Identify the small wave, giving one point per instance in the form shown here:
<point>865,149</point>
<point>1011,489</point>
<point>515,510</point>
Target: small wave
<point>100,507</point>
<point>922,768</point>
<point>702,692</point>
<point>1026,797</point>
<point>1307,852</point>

________

:: Task instructions ::
Every record must be set down again exactly.

:: Answer to this task ::
Identify the small wave, giving one point per instance in the form shown here:
<point>865,149</point>
<point>1011,489</point>
<point>515,510</point>
Target: small wave
<point>100,507</point>
<point>922,768</point>
<point>702,692</point>
<point>1026,797</point>
<point>1307,852</point>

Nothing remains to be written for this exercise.